### SUPPLIED TEXT
Deoxyribonucleic acid (DNA) is a molecule that contains genetic code or instructions used for the development and function of living organisms. DNA encodes its genetic information through the sequence of four nucleotides (guanine(G), adenine(A), thymine(T), and cytosine(C)).
Whenever DNA is damaged through ultra-violet light, cigarette smoke, toxic fumes, toxins, X-rays and radiation, and metabolic processes, it is repaired by proteins and enzymes such as Superoxide dismutases and methyl guanine methyl transferase (MGMT). Roles of these proteins and enzymes vary from recognizing damage, to correcting the damaged portions or remove them.
Unrecognized damage which does not get repaired, accelerates aging and causes cancer and genetic disorders. There are DNA disorders that involve the body having difficulty repairing DNA. Xeroderma pigmentosum (XP) and Trichothiodystrophy (TTD) are two of these disorders.
A team headed by veterinary pharmacologist and toxicologist Hanspeter Nägeli has now discovered that the protein XPD plays a key role in locating damaged DNA.

Free-text object descriptions
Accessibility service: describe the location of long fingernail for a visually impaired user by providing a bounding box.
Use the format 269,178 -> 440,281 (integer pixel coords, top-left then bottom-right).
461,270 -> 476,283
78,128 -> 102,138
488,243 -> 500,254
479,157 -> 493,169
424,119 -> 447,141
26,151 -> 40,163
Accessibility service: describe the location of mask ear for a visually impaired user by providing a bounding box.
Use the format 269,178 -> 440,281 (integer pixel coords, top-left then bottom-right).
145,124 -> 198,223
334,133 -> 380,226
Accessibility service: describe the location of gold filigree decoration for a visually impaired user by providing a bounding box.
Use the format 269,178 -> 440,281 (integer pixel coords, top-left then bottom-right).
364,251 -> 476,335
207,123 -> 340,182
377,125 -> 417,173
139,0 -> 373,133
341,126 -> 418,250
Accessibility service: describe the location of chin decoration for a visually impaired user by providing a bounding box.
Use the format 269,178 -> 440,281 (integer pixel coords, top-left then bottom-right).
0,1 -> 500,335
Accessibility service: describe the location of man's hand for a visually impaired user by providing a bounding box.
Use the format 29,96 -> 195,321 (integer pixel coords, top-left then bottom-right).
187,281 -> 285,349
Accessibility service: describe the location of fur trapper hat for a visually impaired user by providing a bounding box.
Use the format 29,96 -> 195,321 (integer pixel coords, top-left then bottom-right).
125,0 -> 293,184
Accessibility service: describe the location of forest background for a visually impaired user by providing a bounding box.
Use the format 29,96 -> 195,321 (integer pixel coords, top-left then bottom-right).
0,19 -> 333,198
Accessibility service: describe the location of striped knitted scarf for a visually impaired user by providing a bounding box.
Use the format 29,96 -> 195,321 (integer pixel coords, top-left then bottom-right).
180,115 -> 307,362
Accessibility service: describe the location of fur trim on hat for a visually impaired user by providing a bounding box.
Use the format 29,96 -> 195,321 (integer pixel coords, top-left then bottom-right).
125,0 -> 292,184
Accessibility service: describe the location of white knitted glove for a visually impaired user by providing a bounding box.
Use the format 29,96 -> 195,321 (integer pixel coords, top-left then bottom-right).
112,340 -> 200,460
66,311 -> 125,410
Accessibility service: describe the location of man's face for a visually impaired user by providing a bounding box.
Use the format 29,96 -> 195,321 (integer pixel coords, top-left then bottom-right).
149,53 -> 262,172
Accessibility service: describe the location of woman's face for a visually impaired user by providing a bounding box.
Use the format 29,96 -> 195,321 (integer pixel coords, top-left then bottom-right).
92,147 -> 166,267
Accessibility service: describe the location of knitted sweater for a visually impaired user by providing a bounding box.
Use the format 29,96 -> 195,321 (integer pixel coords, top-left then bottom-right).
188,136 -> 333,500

### REQUIRED ACTION
Carry on the passage about DNA damage and repair from its last sentence.

### OUTPUT BELOW
XPD protein as scanner
Genetic information is stored on approximately three billion base pairs of adenine/thymine or cytosine/guanine in the thread-like DNA double helix. The researchers reveal that the XPD protein works like a scanner that glides along the DNA double helix, scouring the bases for signs of damage. As soon as one of the protein's ferrous sensors encounters damage as it moves along, it is stopped, thereby marking damaged spots in need of repair. Besides patching up DNA, XPD is also involved in cell division and gene expression, thus making it one of the most versatile cell proteins.
Video: Repairing DNA: Our Best Defense Against Cancer
Basis for possible courses of therapy
While repairing the DNA protects healthy body tissue from damage to the genetic material, however, it diminishes the impact of many chemotherapeutic substances against cancer. "Damage recognition using XPD opens up new possibilities to stimulate or suppress DNA repair according to the requirements and target tissue," explains Hanspeter Nägeli. The results could thus aid the development of new cancer treatments.